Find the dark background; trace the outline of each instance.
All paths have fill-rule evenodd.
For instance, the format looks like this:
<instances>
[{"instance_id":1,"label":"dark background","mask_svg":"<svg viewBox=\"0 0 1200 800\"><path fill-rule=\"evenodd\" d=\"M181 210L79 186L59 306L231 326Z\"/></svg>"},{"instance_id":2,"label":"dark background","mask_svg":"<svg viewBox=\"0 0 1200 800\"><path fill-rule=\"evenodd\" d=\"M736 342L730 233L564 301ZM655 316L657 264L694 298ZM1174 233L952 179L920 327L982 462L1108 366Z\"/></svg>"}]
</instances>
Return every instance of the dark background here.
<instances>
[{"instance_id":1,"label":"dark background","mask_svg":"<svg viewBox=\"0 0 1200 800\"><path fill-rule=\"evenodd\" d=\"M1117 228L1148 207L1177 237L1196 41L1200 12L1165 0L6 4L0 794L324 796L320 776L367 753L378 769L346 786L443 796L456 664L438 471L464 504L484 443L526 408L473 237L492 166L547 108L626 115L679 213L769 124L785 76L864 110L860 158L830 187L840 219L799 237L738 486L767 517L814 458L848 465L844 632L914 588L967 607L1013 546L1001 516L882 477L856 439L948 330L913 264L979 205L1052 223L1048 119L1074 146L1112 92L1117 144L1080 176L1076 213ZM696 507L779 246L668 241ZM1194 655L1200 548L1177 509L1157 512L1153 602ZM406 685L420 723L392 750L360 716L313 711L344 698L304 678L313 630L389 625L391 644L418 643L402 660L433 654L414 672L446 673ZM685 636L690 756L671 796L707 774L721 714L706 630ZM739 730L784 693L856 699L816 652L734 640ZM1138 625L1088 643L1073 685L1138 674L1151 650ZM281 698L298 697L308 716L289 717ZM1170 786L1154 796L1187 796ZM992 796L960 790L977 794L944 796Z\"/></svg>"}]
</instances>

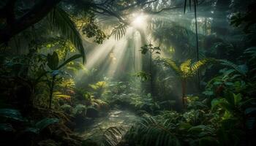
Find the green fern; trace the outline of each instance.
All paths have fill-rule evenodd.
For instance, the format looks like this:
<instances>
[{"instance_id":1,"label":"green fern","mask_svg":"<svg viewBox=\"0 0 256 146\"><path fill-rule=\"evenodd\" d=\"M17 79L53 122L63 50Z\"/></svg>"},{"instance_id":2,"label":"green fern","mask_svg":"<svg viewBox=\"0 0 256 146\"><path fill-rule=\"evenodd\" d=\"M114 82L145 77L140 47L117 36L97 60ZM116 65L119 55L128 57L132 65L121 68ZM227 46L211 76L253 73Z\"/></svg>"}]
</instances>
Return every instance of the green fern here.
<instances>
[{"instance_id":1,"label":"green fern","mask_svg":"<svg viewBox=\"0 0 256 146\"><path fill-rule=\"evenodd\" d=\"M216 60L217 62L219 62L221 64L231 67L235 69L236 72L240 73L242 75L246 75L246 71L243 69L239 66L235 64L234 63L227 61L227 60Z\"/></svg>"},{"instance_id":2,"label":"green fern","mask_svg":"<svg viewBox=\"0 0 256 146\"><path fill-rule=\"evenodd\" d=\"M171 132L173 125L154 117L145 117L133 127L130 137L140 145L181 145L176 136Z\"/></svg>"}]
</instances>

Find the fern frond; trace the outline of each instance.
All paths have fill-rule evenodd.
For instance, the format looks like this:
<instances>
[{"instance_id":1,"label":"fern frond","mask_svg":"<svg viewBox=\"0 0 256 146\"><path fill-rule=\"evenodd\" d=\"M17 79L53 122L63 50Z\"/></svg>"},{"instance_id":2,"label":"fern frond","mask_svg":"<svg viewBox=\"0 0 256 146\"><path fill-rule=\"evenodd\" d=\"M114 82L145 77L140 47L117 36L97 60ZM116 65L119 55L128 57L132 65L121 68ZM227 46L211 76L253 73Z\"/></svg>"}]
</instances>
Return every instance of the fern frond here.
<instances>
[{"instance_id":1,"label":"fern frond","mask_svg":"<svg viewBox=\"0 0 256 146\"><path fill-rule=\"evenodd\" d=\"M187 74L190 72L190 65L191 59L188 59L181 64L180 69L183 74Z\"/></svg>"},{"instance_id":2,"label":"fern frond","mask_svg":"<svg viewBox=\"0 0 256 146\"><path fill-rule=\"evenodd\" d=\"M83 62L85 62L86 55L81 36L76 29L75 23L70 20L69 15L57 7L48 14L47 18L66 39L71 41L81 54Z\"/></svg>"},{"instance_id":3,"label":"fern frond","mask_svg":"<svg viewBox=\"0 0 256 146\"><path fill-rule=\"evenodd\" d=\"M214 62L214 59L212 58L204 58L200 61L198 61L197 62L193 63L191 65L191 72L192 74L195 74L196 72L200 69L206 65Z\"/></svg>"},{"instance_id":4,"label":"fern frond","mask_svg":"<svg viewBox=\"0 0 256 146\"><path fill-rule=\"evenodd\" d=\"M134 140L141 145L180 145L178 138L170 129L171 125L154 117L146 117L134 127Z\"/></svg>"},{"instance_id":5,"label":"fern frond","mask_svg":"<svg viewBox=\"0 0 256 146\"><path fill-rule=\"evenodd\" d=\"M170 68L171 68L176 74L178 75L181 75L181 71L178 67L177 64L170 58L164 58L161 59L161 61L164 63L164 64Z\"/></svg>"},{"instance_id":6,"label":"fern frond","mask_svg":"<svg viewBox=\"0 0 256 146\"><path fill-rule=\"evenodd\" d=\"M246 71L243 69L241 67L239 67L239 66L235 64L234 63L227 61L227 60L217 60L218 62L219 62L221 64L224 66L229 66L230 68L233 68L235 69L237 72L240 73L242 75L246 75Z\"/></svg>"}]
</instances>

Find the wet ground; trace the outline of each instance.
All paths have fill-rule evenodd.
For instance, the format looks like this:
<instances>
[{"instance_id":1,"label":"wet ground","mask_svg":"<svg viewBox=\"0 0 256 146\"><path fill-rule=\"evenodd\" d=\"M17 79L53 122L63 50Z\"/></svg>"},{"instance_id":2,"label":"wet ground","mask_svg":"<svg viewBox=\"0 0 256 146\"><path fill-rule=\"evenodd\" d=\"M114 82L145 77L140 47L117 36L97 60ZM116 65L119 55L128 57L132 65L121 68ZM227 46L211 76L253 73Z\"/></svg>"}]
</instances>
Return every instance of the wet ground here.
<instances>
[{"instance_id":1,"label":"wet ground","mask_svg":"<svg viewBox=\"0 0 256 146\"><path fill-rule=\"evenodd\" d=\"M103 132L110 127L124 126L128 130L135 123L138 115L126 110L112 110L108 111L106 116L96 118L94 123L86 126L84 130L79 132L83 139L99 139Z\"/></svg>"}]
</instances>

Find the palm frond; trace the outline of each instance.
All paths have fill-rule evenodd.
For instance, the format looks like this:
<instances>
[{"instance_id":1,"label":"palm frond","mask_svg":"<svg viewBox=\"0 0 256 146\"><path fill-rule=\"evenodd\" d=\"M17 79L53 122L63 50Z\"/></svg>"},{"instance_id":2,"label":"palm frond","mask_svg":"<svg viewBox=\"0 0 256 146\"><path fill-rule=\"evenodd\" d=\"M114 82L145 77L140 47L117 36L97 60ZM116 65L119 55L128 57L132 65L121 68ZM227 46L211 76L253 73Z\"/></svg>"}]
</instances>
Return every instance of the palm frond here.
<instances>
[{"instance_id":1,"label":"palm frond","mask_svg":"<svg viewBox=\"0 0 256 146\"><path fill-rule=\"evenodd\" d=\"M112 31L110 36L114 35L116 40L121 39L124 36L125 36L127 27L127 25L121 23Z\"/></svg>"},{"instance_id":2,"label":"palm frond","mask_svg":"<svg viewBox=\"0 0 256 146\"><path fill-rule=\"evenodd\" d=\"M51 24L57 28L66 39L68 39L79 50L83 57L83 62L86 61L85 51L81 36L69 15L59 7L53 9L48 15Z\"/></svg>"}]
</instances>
--
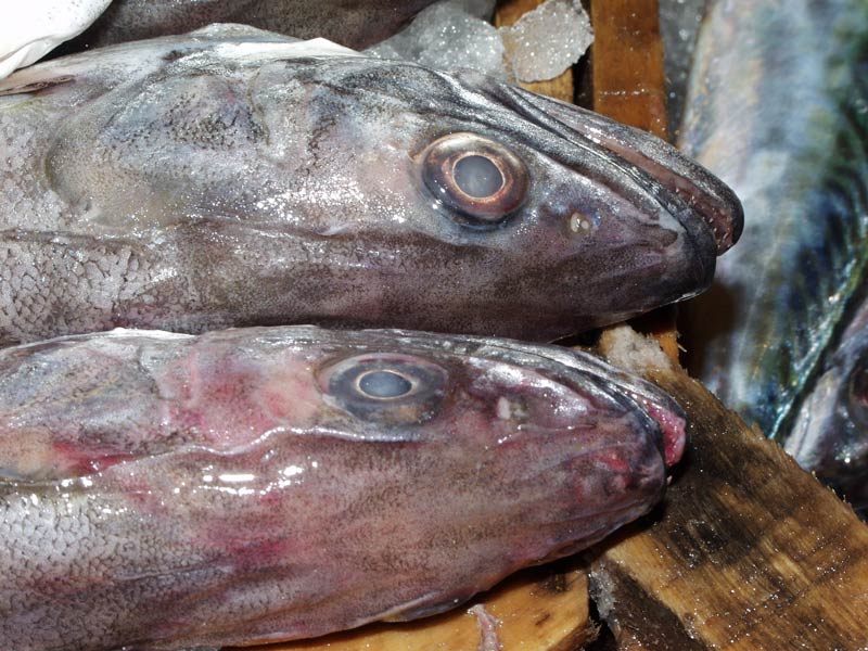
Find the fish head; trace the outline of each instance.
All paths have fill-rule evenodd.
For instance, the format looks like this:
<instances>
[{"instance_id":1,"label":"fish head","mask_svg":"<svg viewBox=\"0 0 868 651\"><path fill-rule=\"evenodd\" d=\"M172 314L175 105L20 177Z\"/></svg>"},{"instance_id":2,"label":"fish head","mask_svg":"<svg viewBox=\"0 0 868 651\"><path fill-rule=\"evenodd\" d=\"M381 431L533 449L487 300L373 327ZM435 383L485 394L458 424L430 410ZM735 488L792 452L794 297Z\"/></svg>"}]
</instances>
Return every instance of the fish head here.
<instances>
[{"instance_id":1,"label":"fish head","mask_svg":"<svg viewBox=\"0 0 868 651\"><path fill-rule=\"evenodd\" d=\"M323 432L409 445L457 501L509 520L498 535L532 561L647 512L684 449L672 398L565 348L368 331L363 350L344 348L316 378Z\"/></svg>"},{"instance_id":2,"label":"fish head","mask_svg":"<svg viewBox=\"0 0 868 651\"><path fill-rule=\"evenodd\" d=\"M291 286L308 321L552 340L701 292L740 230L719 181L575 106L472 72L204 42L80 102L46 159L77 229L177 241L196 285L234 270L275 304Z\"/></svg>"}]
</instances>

_GIVEN PROBLEM:_ Collect each line in the records above that contains the word "every", and copy those lines in order.

_REPLY TO THE EXERCISE:_
Return every instance of the dark background here.
Return every instance of the green fern here.
Return every instance of the fern frond here.
Return every instance of the wet ground here.
Return every instance of the palm frond here.
Return every instance of the fish head here.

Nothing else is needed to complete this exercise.